▶ _所给条目_
*-*-*
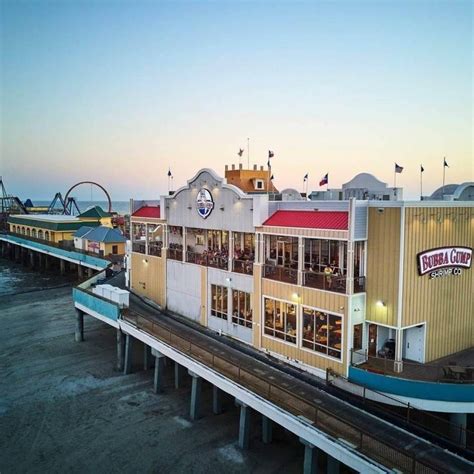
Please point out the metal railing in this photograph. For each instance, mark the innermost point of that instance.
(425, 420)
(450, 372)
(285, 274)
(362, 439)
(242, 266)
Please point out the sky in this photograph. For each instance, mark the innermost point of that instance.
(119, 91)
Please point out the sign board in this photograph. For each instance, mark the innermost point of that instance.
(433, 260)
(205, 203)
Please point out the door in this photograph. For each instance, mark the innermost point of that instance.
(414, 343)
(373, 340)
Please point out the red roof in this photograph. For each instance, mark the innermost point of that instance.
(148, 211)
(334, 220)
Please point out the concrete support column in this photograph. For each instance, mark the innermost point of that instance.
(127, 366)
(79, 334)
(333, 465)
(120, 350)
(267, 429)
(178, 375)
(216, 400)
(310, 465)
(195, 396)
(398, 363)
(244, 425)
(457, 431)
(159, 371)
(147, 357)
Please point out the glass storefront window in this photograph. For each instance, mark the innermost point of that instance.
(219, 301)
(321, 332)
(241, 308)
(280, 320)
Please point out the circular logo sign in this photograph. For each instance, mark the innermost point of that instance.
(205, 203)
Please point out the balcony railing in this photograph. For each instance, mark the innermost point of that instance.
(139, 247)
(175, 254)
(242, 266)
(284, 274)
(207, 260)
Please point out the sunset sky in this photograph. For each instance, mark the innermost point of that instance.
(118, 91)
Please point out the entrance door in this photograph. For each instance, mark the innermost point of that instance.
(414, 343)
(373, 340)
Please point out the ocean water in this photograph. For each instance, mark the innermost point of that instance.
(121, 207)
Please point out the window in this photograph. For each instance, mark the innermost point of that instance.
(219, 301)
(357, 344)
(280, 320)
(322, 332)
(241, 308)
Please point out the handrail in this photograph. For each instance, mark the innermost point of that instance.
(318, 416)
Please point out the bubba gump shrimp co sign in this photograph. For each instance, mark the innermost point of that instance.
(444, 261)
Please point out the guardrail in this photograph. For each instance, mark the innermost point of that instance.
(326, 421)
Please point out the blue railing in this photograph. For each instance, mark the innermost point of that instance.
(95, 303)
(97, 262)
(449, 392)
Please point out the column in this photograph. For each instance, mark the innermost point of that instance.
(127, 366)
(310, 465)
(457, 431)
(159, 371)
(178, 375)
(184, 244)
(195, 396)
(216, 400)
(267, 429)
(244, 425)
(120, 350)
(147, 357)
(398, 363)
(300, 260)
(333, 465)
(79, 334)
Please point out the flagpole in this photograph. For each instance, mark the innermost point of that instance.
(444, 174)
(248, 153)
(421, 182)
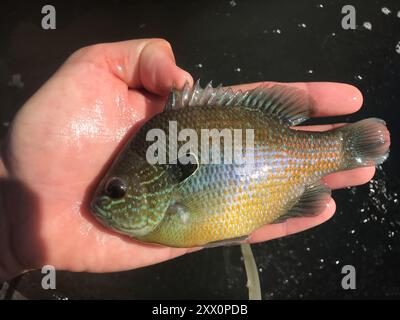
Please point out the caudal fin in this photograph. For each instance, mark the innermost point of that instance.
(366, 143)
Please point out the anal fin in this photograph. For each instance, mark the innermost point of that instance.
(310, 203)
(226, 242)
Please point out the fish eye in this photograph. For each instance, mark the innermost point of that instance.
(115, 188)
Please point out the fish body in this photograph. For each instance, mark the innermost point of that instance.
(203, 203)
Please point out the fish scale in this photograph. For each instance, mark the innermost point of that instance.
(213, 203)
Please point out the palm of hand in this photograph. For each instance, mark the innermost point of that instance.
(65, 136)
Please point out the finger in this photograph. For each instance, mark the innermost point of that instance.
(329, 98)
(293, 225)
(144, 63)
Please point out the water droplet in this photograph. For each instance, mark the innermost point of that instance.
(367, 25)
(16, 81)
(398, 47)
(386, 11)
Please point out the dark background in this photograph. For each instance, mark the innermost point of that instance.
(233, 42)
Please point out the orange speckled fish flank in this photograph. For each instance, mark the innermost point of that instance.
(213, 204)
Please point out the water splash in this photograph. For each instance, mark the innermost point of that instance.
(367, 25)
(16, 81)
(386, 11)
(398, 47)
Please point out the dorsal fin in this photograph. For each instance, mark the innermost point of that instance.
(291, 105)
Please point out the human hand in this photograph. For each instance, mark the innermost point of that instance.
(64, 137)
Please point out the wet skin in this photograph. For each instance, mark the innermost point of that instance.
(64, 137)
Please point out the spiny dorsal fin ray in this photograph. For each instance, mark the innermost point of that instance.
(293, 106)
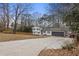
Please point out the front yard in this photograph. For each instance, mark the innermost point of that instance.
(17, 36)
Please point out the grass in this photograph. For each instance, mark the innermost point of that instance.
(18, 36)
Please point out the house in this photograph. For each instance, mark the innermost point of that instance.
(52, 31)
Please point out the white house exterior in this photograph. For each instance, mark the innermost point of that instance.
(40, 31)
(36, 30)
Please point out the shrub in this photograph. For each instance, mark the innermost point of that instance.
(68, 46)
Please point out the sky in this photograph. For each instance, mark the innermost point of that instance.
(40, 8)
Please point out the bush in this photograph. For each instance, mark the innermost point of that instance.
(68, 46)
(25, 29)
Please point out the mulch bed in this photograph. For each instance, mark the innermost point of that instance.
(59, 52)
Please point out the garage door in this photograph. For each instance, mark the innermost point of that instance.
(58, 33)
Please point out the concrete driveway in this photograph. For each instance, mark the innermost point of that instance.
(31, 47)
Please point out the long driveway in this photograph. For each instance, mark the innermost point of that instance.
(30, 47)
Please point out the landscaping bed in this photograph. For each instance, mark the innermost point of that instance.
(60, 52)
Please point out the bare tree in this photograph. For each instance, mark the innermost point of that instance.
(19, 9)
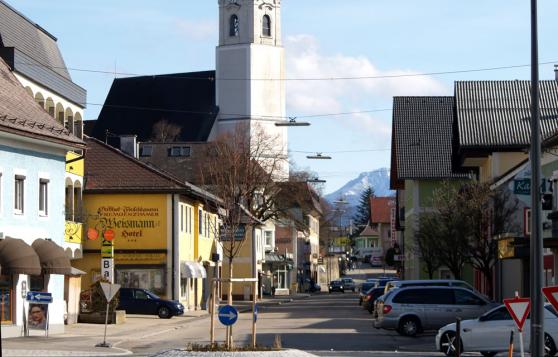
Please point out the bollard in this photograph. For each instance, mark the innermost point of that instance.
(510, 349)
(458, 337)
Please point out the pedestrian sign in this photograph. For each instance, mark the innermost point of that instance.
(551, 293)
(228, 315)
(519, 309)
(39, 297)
*-*-*
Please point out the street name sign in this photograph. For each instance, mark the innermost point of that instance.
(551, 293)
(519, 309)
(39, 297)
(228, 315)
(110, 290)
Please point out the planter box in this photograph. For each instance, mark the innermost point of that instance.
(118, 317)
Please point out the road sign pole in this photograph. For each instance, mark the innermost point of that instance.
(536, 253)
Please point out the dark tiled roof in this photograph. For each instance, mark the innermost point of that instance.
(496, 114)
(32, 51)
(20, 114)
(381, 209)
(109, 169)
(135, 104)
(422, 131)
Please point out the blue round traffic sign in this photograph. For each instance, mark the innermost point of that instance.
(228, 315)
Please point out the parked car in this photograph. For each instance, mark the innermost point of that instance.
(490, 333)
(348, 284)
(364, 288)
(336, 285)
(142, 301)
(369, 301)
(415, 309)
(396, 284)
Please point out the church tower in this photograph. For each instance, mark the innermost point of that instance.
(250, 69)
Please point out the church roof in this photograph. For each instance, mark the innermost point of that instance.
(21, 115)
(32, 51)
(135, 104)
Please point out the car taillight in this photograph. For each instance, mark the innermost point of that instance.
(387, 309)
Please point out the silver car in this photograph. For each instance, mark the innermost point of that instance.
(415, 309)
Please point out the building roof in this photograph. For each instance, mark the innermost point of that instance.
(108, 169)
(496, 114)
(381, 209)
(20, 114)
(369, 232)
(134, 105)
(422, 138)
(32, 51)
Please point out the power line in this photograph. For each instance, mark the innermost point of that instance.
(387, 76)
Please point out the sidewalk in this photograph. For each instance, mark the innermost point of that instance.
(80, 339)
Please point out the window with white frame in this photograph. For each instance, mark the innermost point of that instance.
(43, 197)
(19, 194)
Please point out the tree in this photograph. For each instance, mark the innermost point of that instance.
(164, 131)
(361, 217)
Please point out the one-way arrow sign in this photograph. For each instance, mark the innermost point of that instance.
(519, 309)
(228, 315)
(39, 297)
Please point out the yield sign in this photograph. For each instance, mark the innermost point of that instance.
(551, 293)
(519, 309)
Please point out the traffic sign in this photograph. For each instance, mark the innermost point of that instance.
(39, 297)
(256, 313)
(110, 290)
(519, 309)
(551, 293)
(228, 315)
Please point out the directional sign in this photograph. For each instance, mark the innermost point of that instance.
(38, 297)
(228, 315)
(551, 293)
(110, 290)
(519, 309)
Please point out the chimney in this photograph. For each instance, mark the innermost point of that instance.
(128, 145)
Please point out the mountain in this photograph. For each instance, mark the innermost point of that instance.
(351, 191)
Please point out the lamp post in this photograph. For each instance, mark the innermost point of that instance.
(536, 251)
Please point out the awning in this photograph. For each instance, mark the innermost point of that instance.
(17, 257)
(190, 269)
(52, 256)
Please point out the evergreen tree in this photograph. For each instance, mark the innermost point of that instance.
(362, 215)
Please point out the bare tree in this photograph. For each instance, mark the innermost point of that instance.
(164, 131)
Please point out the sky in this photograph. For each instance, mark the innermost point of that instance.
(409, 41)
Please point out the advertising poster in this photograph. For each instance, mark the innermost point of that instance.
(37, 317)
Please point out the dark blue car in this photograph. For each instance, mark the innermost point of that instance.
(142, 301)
*-*-*
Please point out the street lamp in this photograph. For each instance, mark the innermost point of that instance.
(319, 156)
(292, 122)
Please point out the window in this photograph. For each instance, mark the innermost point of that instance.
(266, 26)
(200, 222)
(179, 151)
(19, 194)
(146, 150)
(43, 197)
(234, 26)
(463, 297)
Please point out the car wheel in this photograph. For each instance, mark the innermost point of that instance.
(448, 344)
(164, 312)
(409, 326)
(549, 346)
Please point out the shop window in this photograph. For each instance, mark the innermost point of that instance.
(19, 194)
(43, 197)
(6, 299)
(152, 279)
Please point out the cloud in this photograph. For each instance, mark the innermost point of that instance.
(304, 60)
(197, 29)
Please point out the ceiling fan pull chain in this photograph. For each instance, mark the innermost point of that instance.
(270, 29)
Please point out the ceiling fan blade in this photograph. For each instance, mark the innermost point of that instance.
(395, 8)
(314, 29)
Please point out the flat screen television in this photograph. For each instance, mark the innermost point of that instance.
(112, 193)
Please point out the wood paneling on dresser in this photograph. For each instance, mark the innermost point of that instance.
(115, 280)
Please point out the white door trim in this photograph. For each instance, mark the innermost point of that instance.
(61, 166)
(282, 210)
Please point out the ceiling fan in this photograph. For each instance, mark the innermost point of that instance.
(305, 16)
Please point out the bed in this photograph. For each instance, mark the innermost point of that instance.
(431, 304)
*-*-*
找出上述条目中所有含有字符串“fish”的行，并逐行原样抄出。匹配时区分大小写。

▶ _本题解答_
Please point out the fish eye in this photograph. For each instance, mark the innermost point of that instance.
Please point out the fish body in this photograph. For each instance, mark the innermost point of that instance.
Please point out the fish scale in this photograph. For each instance, mark the innermost point of that instance.
Please point out the orange speckled fish flank in this photograph. For each instance, mark the innermost point of that instance.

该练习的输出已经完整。